- **EXERCISE**: Find each line below that contains the word "white" and copy those lines out. Capital and small letters must match.

▬▬▬▬▬▬▬▬▬▬

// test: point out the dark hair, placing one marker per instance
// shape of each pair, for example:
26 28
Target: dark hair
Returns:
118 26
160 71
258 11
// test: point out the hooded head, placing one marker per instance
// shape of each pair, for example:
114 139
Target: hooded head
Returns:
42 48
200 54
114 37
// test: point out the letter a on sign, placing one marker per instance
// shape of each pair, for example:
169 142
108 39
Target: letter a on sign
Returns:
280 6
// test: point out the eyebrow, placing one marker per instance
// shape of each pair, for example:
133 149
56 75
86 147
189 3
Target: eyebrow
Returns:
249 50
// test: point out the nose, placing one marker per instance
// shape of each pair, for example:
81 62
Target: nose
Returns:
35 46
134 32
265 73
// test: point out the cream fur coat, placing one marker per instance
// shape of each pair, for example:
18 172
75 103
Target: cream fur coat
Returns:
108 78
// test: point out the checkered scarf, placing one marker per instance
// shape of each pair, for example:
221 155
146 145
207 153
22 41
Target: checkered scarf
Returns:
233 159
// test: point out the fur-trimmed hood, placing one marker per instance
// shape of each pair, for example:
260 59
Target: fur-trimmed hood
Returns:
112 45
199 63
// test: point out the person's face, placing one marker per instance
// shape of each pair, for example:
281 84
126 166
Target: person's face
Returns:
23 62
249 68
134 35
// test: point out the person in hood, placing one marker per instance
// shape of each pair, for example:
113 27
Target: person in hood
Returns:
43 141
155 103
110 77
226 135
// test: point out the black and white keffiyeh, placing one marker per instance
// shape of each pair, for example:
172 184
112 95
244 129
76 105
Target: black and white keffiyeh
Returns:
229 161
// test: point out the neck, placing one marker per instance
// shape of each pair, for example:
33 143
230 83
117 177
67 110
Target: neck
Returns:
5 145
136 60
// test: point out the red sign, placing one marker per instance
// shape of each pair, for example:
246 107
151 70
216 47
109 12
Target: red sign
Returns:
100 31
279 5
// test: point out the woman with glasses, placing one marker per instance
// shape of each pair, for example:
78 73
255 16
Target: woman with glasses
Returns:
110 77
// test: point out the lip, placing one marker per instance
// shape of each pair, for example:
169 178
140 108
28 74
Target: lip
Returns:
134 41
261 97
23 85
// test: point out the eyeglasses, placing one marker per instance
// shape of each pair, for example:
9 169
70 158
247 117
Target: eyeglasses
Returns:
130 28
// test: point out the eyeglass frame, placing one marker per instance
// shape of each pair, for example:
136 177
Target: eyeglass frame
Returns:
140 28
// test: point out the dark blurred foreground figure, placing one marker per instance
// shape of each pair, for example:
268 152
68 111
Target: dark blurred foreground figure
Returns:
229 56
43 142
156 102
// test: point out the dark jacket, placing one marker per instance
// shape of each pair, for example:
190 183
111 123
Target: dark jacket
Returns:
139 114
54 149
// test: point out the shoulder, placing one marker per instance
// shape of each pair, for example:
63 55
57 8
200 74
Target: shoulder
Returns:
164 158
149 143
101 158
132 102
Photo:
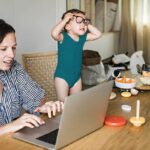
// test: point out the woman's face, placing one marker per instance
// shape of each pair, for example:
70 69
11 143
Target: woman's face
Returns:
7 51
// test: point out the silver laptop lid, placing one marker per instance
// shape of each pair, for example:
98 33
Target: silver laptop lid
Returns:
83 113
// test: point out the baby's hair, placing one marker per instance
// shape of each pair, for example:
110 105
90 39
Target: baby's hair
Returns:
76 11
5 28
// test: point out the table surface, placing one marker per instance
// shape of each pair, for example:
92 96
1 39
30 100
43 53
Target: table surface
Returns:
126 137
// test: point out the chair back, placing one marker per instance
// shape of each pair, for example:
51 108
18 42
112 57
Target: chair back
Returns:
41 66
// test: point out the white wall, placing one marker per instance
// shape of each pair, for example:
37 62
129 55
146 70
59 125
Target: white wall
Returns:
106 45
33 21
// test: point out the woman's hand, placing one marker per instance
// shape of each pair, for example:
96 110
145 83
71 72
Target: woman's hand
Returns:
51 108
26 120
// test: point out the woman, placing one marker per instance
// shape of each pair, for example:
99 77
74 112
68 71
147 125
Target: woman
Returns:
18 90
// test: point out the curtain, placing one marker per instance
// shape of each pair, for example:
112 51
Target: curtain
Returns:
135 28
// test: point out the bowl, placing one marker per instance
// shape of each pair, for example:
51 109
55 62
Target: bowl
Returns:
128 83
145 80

▬▬▬▬▬▬▬▬▬▬

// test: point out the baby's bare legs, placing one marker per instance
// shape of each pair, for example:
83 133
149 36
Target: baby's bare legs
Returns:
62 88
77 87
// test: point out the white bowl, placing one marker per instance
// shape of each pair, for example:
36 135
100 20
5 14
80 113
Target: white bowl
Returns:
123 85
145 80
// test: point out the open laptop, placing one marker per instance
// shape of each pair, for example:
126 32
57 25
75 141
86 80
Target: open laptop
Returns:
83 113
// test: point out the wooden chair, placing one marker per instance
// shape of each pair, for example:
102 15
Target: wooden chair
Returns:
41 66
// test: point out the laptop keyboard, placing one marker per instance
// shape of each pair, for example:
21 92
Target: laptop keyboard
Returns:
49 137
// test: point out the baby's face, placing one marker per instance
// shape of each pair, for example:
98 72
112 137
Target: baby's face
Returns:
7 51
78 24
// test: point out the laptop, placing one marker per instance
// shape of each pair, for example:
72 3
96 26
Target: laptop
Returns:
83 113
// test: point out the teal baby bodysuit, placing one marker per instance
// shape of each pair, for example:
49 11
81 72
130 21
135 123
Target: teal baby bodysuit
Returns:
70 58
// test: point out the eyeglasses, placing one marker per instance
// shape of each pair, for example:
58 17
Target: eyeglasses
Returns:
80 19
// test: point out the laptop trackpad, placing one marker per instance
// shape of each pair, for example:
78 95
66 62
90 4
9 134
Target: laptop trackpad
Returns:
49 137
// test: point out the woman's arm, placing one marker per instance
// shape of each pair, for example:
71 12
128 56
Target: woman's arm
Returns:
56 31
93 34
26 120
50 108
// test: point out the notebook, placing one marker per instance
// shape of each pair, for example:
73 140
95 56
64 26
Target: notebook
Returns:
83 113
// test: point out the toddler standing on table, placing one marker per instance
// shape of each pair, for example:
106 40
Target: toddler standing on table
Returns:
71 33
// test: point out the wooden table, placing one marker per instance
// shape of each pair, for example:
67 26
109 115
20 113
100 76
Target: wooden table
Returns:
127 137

▬▬▬▬▬▬▬▬▬▬

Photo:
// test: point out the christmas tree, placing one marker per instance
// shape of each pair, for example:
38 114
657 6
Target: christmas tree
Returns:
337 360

▬▬▬▬▬▬▬▬▬▬

- **FINISHED ANSWER**:
// test: point out the black and white keffiyeh, placing one marker per instance
Target: black and white keffiyeh
// test: point out the white wall, placing one marker per instance
Target: white wall
// test: point out the white bowl, placing one marker per instance
Target: white bowl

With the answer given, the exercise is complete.